▶ [Provided passage]:
Temperature model provides information for well control

Sept. 14, 1998
Equations [20,865 bytes] Equations [20,094 bytes] The misinterpretation of well bore signals, especially those concerning drilling-fluid temperatures and volumetric expansion, has been identified as a key problem when drilling high-pressure, high-temperature (HPHT) wells offshore Norway. Several severe incidents have occurred over the past 8 years, the worst case being an underground blowout that took 1 year to control.
Eirik Karstad, Bernt S. Aadnøy
Stavanger College
Stavanger
The misinterpretation of well bore signals, especially those concerning drilling-fluid temperatures and volumetric expansion, has been identified as a key problem when drilling high-pressure, high-temperature (HPHT) wells offshore Norway.

Several severe incidents have occurred over the past 8 years, the worst case being an underground blowout that took 1 year to control.

The aim of this article is to show how to derive exact temperature information from a well during drilling and circulating operations so that more-accurate information can be provided to drillers and engineers during well-control situations.

This article presents a field case demonstrating the applications of the model. The derived model is an important tool for interpreting mud ballooning effects so that actual bottom-hole pressures (BHP) can be more exactly determined.

Prior work

Temperature information is essential for modeling and is essentially related to effective mud density, forward predictions, and reservoir and borehole stability analysis.

A leading researcher on the subject, Aadnøy, has concluded that mud heating causes large variations in the effective BHP and that the pressure at the bottom of the hole significantly differs from the mud density measured at the surface,1 an effect that is flow-rate dependent.

▶ [Problem A]: Quote, word for word, the stretch of the records from the line containing "Put a marker on every instance of the distant" through the line containing "[(26, 93), (194, 71), (47, 62)]".

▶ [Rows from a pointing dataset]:

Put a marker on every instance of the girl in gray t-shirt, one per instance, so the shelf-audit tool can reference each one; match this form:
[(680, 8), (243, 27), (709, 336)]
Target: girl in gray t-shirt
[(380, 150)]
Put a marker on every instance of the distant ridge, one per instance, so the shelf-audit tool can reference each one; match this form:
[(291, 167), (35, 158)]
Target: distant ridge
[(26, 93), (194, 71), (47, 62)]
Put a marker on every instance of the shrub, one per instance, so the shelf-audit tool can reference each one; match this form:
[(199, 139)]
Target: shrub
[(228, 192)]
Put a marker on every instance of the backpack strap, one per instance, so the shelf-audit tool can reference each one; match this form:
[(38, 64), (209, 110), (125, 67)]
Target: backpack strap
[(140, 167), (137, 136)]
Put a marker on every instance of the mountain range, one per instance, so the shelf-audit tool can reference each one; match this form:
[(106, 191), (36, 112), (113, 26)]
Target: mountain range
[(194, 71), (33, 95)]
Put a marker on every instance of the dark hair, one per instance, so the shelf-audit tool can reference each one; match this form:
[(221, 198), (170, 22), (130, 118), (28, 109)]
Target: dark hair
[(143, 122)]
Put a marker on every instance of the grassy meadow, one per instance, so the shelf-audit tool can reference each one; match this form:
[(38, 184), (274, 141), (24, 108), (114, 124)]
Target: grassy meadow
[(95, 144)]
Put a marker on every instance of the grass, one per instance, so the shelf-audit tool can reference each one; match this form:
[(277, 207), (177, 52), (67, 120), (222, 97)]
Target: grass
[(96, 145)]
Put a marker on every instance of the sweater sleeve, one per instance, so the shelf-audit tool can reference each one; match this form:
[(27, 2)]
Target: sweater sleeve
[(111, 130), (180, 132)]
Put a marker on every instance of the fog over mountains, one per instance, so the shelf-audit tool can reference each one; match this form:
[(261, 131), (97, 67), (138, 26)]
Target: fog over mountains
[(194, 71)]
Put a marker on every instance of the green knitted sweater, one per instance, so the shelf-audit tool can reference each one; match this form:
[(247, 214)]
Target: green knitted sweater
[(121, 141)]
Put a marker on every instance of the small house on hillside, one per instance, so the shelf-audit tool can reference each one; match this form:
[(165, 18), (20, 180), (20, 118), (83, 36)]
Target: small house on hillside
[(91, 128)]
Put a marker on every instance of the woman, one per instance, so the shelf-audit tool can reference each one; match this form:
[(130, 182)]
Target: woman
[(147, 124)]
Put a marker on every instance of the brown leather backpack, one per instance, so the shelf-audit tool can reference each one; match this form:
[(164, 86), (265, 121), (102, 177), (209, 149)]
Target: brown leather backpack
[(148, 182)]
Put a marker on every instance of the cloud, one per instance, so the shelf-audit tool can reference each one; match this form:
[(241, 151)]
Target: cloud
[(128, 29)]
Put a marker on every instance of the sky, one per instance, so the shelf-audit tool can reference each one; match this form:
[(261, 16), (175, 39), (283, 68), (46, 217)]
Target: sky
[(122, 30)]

▶ [Problem B]: Print the entire article on the temperature model for well control, reproducing it verbatim.

▶ [Exercise output A]:
Put a marker on every instance of the distant ridge, one per instance, so the shelf-audit tool can reference each one; match this form:
[(291, 167), (35, 158)]
Target: distant ridge
[(26, 93), (194, 71), (47, 62)]

▶ [Exercise output B]:
Temperature model provides information for well control

Sept. 14, 1998
Equations [20,865 bytes] Equations [20,094 bytes] The misinterpretation of well bore signals, especially those concerning drilling-fluid temperatures and volumetric expansion, has been identified as a key problem when drilling high-pressure, high-temperature (HPHT) wells offshore Norway. Several severe incidents have occurred over the past 8 years, the worst case being an underground blowout that took 1 year to control.
Eirik Karstad, Bernt S. Aadnøy
Stavanger College
Stavanger
The misinterpretation of well bore signals, especially those concerning drilling-fluid temperatures and volumetric expansion, has been identified as a key problem when drilling high-pressure, high-temperature (HPHT) wells offshore Norway.

Several severe incidents have occurred over the past 8 years, the worst case being an underground blowout that took 1 year to control.

The aim of this article is to show how to derive exact temperature information from a well during drilling and circulating operations so that more-accurate information can be provided to drillers and engineers during well-control situations.

This article presents a field case demonstrating the applications of the model. The derived model is an important tool for interpreting mud ballooning effects so that actual bottom-hole pressures (BHP) can be more exactly determined.

Prior work

Temperature information is essential for modeling and is essentially related to effective mud density, forward predictions, and reservoir and borehole stability analysis.

A leading researcher on the subject, Aadnøy, has concluded that mud heating causes large variations in the effective BHP and that the pressure at the bottom of the hole significantly differs from the mud density measured at the surface,1 an effect that is flow-rate dependent.